* **What you should do**:
Print the stretch of material from the line containing "Look at the photo above. For every instance of the person" through the line containing "x=431, y=144", both included, reproducing each line verbatim and nothing more.

* **Data excerpts**:
-*-

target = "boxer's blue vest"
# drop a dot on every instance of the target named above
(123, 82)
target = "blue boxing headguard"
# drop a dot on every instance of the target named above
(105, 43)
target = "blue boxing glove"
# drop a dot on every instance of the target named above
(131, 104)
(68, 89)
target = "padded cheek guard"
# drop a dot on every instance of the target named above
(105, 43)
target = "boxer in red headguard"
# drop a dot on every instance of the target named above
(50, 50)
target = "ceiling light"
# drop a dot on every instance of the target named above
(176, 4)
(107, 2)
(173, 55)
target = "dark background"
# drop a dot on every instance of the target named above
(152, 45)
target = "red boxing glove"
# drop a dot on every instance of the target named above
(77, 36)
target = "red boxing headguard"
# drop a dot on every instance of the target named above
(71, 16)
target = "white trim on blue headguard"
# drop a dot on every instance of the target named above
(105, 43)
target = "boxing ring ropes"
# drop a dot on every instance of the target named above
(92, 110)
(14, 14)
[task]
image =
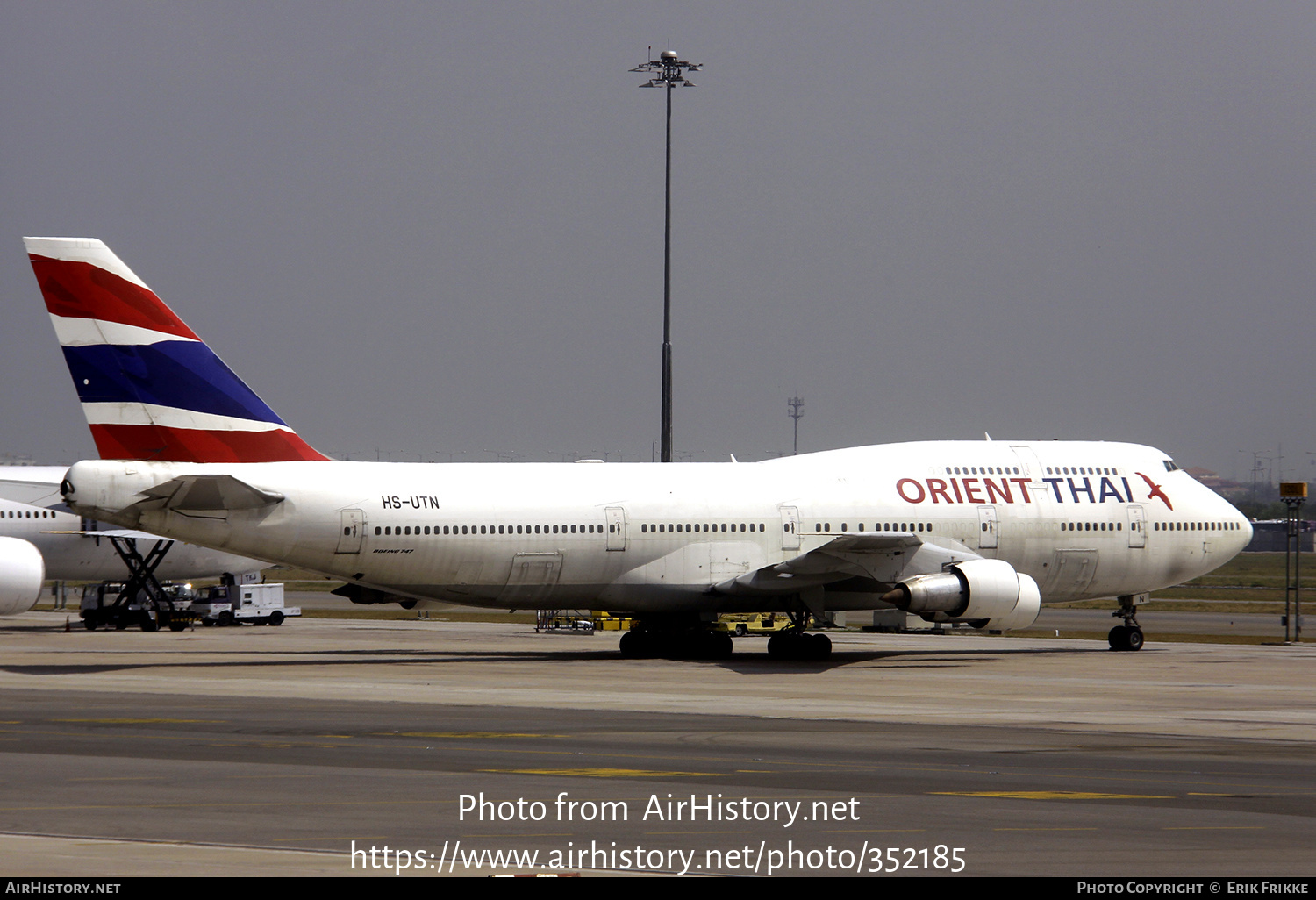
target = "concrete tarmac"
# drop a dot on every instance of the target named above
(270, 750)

-*-

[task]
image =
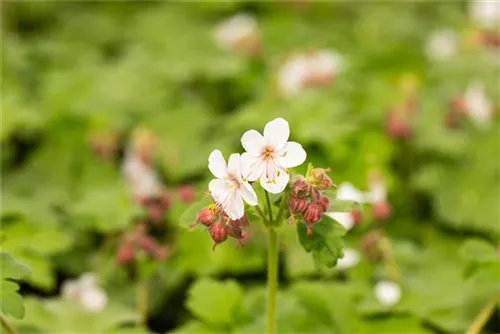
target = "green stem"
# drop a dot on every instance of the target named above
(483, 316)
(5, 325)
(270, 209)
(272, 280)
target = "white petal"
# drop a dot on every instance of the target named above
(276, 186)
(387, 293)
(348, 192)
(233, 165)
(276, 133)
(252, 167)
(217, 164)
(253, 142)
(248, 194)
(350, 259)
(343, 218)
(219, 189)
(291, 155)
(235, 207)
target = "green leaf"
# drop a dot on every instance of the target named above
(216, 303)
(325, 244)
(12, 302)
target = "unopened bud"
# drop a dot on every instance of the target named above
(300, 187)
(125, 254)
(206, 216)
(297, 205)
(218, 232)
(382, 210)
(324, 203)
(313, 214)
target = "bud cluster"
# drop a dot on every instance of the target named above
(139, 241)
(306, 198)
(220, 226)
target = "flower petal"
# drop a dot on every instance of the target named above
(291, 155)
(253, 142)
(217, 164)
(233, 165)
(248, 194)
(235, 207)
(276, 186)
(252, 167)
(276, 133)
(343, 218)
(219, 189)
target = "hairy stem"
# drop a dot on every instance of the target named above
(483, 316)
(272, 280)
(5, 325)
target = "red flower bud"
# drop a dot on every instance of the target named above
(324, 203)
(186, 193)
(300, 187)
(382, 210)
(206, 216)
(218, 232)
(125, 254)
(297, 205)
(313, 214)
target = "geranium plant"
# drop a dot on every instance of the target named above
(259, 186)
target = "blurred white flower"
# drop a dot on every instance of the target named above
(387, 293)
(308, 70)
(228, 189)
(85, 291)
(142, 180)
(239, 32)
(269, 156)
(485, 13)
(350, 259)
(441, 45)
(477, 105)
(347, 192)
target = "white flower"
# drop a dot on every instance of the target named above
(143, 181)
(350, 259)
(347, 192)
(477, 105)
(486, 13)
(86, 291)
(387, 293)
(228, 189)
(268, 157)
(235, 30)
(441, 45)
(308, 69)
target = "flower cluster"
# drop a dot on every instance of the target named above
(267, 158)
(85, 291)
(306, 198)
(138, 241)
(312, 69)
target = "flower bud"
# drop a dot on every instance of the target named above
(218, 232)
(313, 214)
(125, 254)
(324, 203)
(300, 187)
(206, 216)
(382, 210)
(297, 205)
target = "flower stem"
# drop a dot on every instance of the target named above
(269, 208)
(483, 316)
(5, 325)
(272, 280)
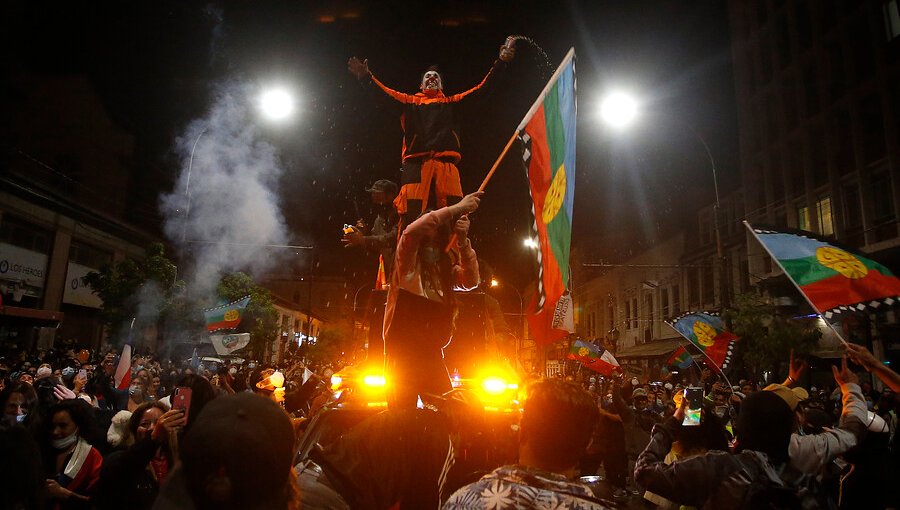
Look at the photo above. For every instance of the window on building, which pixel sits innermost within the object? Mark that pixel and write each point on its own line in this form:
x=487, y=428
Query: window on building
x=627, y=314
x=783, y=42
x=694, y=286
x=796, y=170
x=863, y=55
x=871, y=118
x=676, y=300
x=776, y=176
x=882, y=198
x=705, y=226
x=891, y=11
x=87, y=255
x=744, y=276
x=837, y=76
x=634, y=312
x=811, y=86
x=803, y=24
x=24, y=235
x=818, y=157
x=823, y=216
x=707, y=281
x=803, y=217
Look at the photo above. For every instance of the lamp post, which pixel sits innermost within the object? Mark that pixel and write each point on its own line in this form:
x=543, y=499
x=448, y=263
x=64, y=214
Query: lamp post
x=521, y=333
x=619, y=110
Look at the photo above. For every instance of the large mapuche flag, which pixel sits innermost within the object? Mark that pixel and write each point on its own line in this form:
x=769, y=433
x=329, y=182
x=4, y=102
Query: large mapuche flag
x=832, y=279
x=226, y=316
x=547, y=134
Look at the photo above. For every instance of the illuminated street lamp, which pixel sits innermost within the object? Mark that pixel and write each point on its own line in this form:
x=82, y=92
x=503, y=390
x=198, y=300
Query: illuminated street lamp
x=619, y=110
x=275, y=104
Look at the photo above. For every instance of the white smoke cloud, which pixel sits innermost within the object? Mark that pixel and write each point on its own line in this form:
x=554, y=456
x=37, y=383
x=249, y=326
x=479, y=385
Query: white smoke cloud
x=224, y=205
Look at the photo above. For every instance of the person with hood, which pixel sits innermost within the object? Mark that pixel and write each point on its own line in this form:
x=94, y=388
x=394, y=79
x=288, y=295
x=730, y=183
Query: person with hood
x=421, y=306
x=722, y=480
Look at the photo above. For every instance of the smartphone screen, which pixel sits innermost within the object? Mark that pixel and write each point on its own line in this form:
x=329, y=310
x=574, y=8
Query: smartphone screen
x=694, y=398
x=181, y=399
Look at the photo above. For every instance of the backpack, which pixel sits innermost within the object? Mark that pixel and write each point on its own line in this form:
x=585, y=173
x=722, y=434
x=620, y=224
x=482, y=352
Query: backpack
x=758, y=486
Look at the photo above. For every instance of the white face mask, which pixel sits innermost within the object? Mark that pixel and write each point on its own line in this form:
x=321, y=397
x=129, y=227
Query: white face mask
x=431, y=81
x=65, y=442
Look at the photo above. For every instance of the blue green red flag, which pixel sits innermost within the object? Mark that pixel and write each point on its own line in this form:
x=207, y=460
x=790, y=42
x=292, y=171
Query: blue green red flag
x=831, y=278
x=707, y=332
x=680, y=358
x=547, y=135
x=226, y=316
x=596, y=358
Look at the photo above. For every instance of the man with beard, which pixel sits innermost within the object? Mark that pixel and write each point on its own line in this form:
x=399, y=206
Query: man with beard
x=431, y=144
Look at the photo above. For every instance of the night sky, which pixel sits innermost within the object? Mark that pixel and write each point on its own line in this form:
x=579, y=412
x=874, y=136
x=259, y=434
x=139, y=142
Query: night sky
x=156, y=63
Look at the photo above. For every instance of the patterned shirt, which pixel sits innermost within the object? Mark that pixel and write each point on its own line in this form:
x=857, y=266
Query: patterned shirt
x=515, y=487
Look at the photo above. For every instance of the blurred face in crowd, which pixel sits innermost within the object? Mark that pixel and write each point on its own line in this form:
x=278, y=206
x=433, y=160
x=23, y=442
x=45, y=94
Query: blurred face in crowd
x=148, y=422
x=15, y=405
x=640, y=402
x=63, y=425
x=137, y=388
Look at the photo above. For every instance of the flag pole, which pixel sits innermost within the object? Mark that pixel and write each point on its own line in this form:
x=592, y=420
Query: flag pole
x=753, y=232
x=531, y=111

-*-

* **Result**:
Look at the photo above. For every instance of the person with hood, which pixel sits innermost within the object? Mark that pixel and write each point on its own line in this form:
x=94, y=388
x=394, y=79
x=288, y=295
x=730, y=183
Query: person with hood
x=421, y=306
x=722, y=480
Look at the photo above. For every instance of the smartphone screen, which pixel sits innermost within the object? Mark that pixel and write each point on its own line in this form:
x=329, y=310
x=574, y=8
Query: smartphone screen
x=694, y=398
x=181, y=399
Look at the photo above. For every instance of the backpack, which pixel sits innermost within the object? Mark that pixel and write each point on its own line in this form:
x=585, y=173
x=722, y=434
x=620, y=224
x=482, y=352
Query: backpack
x=758, y=486
Look at the photo above. For every instance of the white face mask, which pixel sits innermost within the object? Mark that pixel and write each point on its own line in this form:
x=321, y=397
x=129, y=227
Query: white face mask
x=431, y=81
x=65, y=442
Look at the photo above. For every instance of the blue green red flag, which pixel sits innermost within the object? Mark that pixel and write each point on its own line in this form:
x=207, y=460
x=790, y=42
x=292, y=171
Query: blue green red flag
x=831, y=278
x=707, y=332
x=680, y=358
x=547, y=135
x=226, y=316
x=596, y=358
Look at the photo above. For every instance of the man with beard, which pixel sits innermost within the object? Mark that pixel and write each point on its own line in this form:
x=399, y=206
Query: man with beard
x=431, y=144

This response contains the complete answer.